# 原文
Nsight Compute 是怎么计算Roofline的呢

1.参考链接
2.小结
3.Nsight Compute 是怎么计算Roofline的呢
4.生成测试程序
5.测试规模为8192时的性能
6.计算Roofline
7.指标解释
8.测试规模为1024时的性能
9.测试规模为128时的性能
10.RTX 3060基础能力测试
11.sm__inst_executed.avg.pct_of_peak_sustained_active
12.全面分析

用Roofline模型去分析pytorch和Triton算子发现Nsight Compute中的Peak Work跟峰值算力对不上.这里进一步分析

1.参考链接

2.小结

理论算力: 35841.852=13.26 TFLOPS
硬件的理论算力密度: 36.87
该测例pytorch测出的实际算力:4147.84 GFOPS【是峰值算力的:31.2%】; 测出的带宽: 6.07GB/s .(当黑盒处理,统计周期里包括了计算和IO,所以并不准确)
该测例的算力密度:682.66 (>36.87) 是计算瓶颈
按Nsight Compute的算法 PeakWork(FFMA): 9.46 TFLOPS (跟具体的规模无关)
按Nsight Compute的算法 PeakTraffic: 349.92 GB/s
按Nsight Compute的算法 AchievedWork: 6.02 TFLOPS 是峰值算力的: 63%
按Nsight Compute的算法 AchievedTraffic: 42.82 Gbyte/second
sgemm single kernels: 9936.39 GFLOPS
sgemm N=10 without streams: 10260.6 GFLOPS
sgemm N=10 with stream: 10339.9 GFLOPS
sgemm N=10 batched: 8482.82 GFLOPS
根据该内核的占用情况，理论上每个调度程序可以发出 4.00 个 warp，低于硬件最大值 12。该内核的理论占用率 (33.3%) 受到所需寄存器数量的限制。

3.Nsight Compute 是怎么计算Roofline的呢

公式:C:\Program Files\NVIDIA Corporation\Nsight Compute 2024.1.1\sections\SpeedOfLight_HierarchicalSingleRooflineChart.section
内容如下(实际比这个多):

MetricDefinitions {
  MetricDefinitions {
    Name: "derived__sm__sass_thread_inst_executed_op_ffma_pred_on_x2"
    Expression: "sm__sass_thread_inst_executed_op_ffma_pred_on.sum.peak_sustained * 2"

# 任务要求 A
请从原文中原样返回介于"该测例的算力密度:682.66 (>36.87) 是计算瓶颈"和"12。该内核的理论占用率 (33.3%) 受到所需寄存器数量的限制。"之间的文字，首尾两处均包含在内。

# 所给数据
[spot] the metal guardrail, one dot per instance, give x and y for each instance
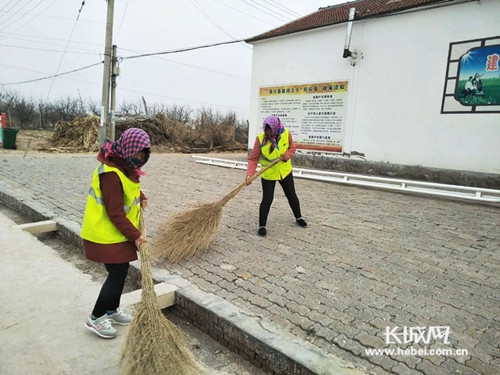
(419, 187)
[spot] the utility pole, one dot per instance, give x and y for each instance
(115, 71)
(104, 125)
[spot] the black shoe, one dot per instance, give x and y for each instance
(301, 222)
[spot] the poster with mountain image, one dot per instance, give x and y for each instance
(478, 79)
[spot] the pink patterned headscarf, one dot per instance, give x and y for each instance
(277, 128)
(131, 142)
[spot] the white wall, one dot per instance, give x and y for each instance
(395, 90)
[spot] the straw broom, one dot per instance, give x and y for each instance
(154, 345)
(191, 232)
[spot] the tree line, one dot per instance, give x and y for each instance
(28, 113)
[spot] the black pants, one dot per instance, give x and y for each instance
(111, 291)
(268, 195)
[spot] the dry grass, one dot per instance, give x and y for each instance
(154, 345)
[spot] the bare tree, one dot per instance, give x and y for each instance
(94, 107)
(131, 108)
(25, 111)
(181, 113)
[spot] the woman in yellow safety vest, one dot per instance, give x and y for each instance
(110, 225)
(273, 143)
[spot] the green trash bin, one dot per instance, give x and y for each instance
(9, 138)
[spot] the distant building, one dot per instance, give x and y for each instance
(413, 91)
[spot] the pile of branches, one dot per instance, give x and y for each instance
(82, 134)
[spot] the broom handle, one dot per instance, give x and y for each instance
(237, 189)
(146, 278)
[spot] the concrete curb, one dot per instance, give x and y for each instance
(263, 343)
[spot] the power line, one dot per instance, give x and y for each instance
(66, 48)
(278, 16)
(13, 20)
(284, 8)
(6, 5)
(52, 76)
(48, 50)
(271, 10)
(204, 13)
(121, 88)
(121, 22)
(32, 18)
(192, 66)
(49, 38)
(55, 17)
(240, 11)
(181, 50)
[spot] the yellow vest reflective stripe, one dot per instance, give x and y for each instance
(97, 227)
(280, 170)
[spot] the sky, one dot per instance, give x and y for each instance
(40, 38)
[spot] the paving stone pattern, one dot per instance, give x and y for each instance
(369, 258)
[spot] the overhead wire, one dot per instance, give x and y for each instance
(182, 49)
(284, 8)
(57, 17)
(240, 11)
(191, 65)
(65, 49)
(48, 50)
(121, 21)
(271, 10)
(207, 16)
(6, 5)
(277, 16)
(63, 76)
(52, 76)
(14, 20)
(32, 18)
(49, 38)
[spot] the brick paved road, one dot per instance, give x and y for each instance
(369, 258)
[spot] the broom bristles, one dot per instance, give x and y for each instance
(153, 344)
(188, 233)
(191, 232)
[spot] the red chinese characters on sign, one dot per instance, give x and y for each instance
(492, 62)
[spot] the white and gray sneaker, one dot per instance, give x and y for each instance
(120, 317)
(101, 326)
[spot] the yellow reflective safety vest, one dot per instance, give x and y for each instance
(280, 170)
(97, 227)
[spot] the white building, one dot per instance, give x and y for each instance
(399, 99)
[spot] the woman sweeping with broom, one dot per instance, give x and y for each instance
(275, 142)
(109, 231)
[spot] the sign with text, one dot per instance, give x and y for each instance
(314, 113)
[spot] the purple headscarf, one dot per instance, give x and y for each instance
(131, 142)
(277, 128)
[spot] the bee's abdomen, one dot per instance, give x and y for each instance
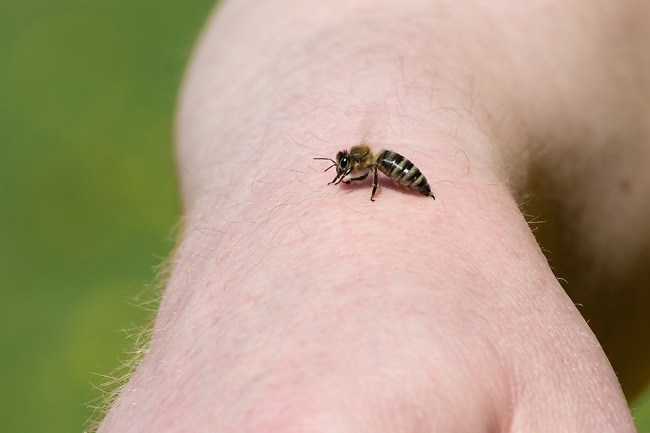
(402, 171)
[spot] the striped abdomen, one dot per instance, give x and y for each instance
(402, 171)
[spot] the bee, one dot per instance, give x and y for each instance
(359, 161)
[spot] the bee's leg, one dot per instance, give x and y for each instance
(375, 184)
(338, 175)
(349, 181)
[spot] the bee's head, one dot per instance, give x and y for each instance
(343, 166)
(342, 161)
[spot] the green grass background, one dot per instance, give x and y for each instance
(88, 196)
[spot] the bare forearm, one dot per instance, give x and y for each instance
(294, 305)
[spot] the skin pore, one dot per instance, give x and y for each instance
(294, 306)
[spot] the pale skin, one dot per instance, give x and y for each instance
(294, 306)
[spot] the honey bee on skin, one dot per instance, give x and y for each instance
(359, 161)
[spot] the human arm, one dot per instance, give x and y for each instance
(297, 307)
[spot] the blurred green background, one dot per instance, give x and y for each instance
(88, 196)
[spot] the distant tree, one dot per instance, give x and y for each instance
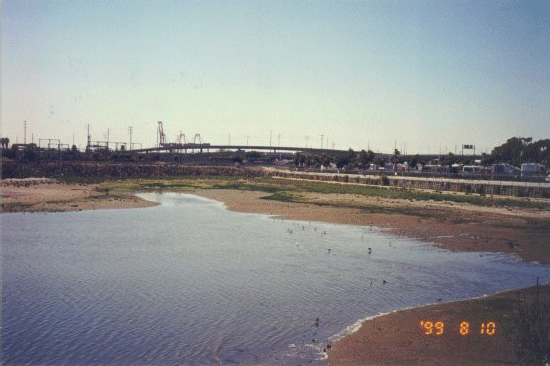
(511, 151)
(5, 142)
(379, 161)
(395, 157)
(253, 155)
(415, 160)
(300, 160)
(30, 155)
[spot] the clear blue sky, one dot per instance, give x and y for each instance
(430, 75)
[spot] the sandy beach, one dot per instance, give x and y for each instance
(48, 195)
(521, 232)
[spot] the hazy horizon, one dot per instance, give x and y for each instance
(424, 76)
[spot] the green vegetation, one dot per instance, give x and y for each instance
(294, 190)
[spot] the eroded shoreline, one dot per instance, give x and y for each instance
(454, 227)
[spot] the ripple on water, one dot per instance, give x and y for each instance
(188, 282)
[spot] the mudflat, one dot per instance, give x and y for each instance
(393, 339)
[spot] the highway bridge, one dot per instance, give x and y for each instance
(207, 147)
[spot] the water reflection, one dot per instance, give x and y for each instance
(188, 282)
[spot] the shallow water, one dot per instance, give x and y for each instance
(190, 283)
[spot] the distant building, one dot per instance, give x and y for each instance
(532, 170)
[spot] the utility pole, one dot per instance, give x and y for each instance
(89, 139)
(130, 131)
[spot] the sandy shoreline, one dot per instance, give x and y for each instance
(47, 195)
(524, 233)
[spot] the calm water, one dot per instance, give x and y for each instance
(190, 283)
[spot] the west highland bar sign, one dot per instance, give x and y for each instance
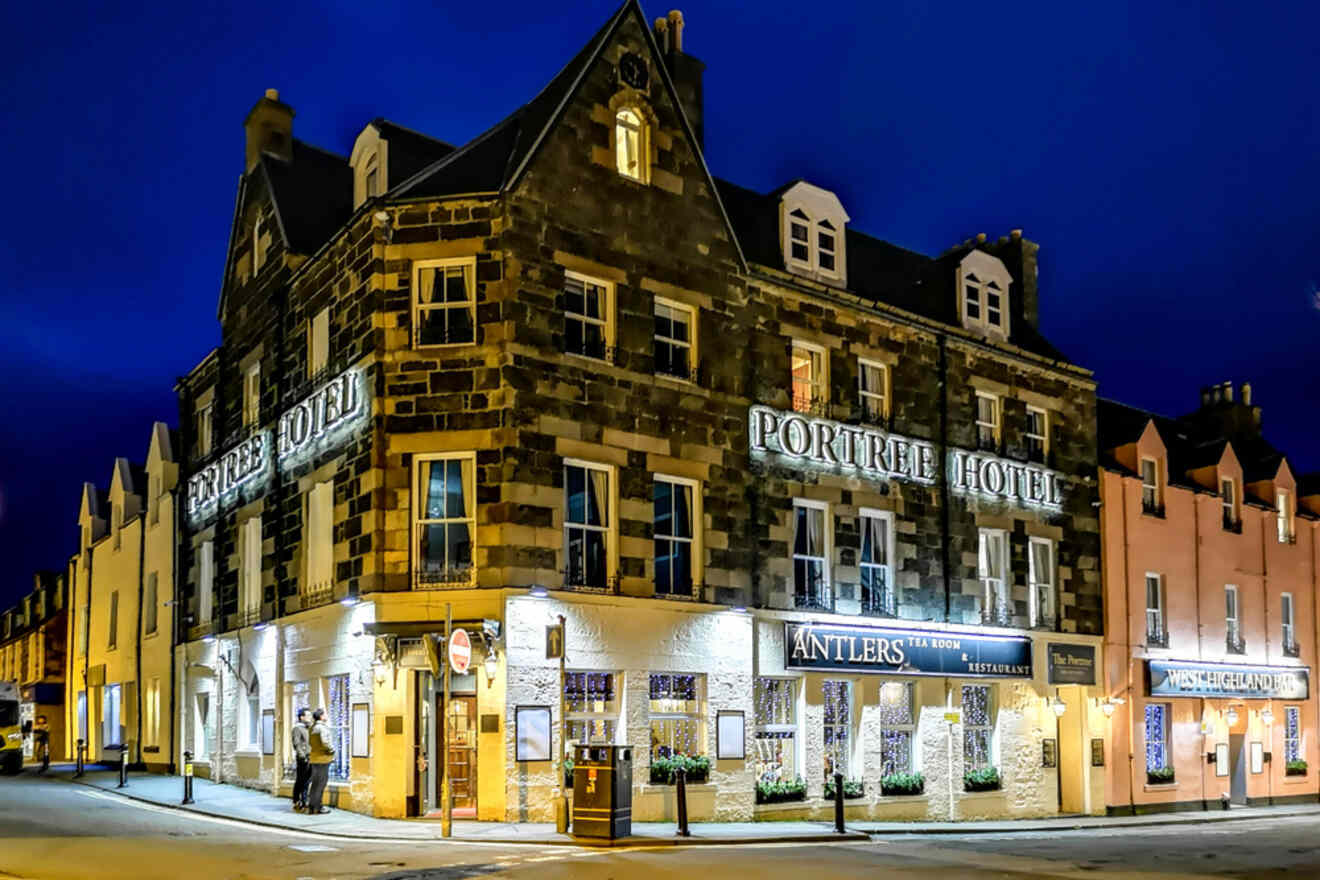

# 任务要求 B
对所给数据中从含"[spot] the ripple"的那一行到数据末尾（首尾均含）的各行，把"water"替换为"lake"，其余一字不改，仅重新给出这些行，图片不要列出。

# 回答 A
该测例的算力密度:682.66 (>36.87) 是计算瓶颈
按Nsight Compute的算法 PeakWork(FFMA): 9.46 TFLOPS (跟具体的规模无关)
按Nsight Compute的算法 PeakTraffic: 349.92 GB/s
按Nsight Compute的算法 AchievedWork: 6.02 TFLOPS 是峰值算力的: 63%
按Nsight Compute的算法 AchievedTraffic: 42.82 Gbyte/second
sgemm single kernels: 9936.39 GFLOPS
sgemm N=10 without streams: 10260.6 GFLOPS
sgemm N=10 with stream: 10339.9 GFLOPS
sgemm N=10 batched: 8482.82 GFLOPS
根据该内核的占用情况，理论上每个调度程序可以发出 4.00 个 warp，低于硬件最大值 12。该内核的理论占用率 (33.3%) 受到所需寄存器数量的限制。

# 回答 B
[spot] the ripple on lake, one dot per instance, give x and y for each instance
(188, 282)
[spot] the mudflat, one dot per instance, give x and y for each instance
(393, 339)
[spot] the highway bridge, one dot per instance, give x and y for each instance
(207, 147)
[spot] the lake reflection, one dot per instance, give x and y for each instance
(188, 282)
[spot] the shallow lake, one dot per instance, give x and y for each instance
(190, 283)
[spot] the distant building, one dot per instance, give x and y for each instance
(532, 170)
[spot] the utility pole, one dot per instance, give x and y for each instance
(89, 139)
(130, 131)
[spot] the sandy shoreline, one dot per instance, give x and y for each instance
(47, 195)
(524, 233)
[spot] the calm lake, one dot per instance, give x and y for each instance
(190, 283)
[spot] the west highland bar sign, one dot per instance, give x and y for each instance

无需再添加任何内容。